**Task requirements**
(1) Decide whether each statement below agrees with the passage on the medical teleconferencing system. Answer yes or no for each, and quote the deciding words from the passage.
(a) The system was tested in two set-ups, case consultation and case review.
(b) Patient data integration was included in the scope of the prototype project.
(c) Synchronization for video data control ran without any problems.
(2) Answer these questions from the passage on the medical teleconferencing system.
(a) What illustrates a serious case in the consultation set-up?
(b) What equipment was used to collect analog video data?
(c) Which two factors were concluded to be the major determinants of system performance?
(3) Continue the passage on the medical teleconferencing system, starting after its last sentence.

**Text excerpt**
Typical view of the medical teleconferencing system user interface.

The MTS has been tested in medical settings to verify its practical effectiveness. Specifically, it has been tested in two different set-ups—case consultation and case review. In the first set-up, a physician at a local clinic might consult a specialist at a general hospital about a serious case, such as that of a 60-year-old man who has breathing difficulties. The physicians involved in this test were impressed, in part, by the speed at which high-quality medical images were provided and, more, by the convenience provided by the integrated workspace view, along with our synchronization feature.

In the second set-up, the MTS can be used by resident physicians in a hospital to review cases. The physicians who used the system to present their materials for this purpose expressed satisfaction that its user interface allowed them to easily view and share patient information without the need to compile physical files and prepare slides for overhead projection. They felt that the MTS supports their clinical activities more effectively than do conventional conference tools. However, some delays and awkwardness in the synchronization for video data control occurred because the video viewer requires considerable CPU and memory resources.

The patient data integration challenge was too big an issue to be included in the prototype project scope, because the hospital information system comprises several independent distributed and heterogeneous systems. Instead, we have built the MTS database from these disparate systems, relying heavily on skilled operators who would write database queries to retrieve relevant data from a source and write programs that would transform, clean the data, and then populate our database. The majority of multimedia data were collected from scratch; image data were digitized using a high-resolution scanner and digital camera, and analog video data were collected using a video capture board equipped with an MPEG encoder.

Discussion

The current project has achieved its goal of demonstrating that the integration of the teleconference functionality with clinical database retrieval is a promising approach to physician-to-physician teleconferencing. We concluded that database retrieval and network bandwidth were the two major determining factors of system performance.¹¹ This was particularly true in situations that required real-time database access, when rapid and accurate data delivery was critical for conference continuity.

**Provided material**
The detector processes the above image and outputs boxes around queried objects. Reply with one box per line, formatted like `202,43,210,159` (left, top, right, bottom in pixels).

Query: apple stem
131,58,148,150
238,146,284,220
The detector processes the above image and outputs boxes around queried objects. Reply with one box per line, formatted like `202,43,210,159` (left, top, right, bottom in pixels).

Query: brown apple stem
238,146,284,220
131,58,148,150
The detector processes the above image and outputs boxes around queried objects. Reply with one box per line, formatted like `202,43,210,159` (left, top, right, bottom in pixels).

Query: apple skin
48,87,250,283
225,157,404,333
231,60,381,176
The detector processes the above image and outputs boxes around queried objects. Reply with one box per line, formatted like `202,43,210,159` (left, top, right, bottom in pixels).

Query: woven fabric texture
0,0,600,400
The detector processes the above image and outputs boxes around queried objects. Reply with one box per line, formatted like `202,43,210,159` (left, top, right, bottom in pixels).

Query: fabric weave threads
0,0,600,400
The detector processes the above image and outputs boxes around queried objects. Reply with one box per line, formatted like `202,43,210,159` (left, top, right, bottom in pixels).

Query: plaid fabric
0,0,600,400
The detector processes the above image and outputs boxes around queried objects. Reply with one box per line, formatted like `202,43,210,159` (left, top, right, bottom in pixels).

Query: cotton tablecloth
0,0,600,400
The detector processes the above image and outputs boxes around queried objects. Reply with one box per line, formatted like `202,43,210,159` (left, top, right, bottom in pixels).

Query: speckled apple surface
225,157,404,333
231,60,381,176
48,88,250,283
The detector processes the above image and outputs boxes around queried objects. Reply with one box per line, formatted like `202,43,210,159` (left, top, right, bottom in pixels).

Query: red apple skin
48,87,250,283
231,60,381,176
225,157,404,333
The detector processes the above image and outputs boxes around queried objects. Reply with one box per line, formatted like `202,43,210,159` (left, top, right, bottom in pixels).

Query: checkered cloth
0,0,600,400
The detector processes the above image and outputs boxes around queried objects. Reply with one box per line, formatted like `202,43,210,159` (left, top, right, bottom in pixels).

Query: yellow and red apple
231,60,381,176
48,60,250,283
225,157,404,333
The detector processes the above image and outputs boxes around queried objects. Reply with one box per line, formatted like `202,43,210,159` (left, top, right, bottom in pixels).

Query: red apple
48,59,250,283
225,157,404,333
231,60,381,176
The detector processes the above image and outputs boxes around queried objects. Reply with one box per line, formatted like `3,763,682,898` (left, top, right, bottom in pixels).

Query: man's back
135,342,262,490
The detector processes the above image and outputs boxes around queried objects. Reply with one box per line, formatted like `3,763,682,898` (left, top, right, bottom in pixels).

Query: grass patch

**Answers provided**
(1)
(a) Yes: "it has been tested in two different set-ups—case consultation and case review"
(b) No: "The patient data integration challenge was too big an issue to be included in the prototype project scope"
(c) No: "some delays and awkwardness in the synchronization for video data control occurred"

(2)
(a) A 60-year-old man who has breathing difficulties.
(b) A video capture board equipped with an MPEG encoder.
(c) Database retrieval and network bandwidth.

(3)
For effective database retrieval, we constructed an index system using object identifiers as primary keys for each object type.¹² To resolve the network delay problem, which may have been caused by the transmission of multimedia data, a prefetching algorithm was used to prefetch multimedia data at the beginning of the conference, leaving adequate network bandwidth for the transmission of other data. Specifically, we adapted a data-caching mechanism called “informed prefetching,” which aggressively uses knowledge of future access to conference contents. As a result, the system can significantly reduce network latency time during a conference session and take full advantage of its limited repository. Furthermore, to reduce the volume of message exchange resulting from the synchronization of mouse movement, the system provides movement support only when a partner's action has some significance.

Although the size of the prototype database was relatively small (100 patients) and the process of building it was laborious, the effort has successfully demonstrated the utility of a truly integrated patient database.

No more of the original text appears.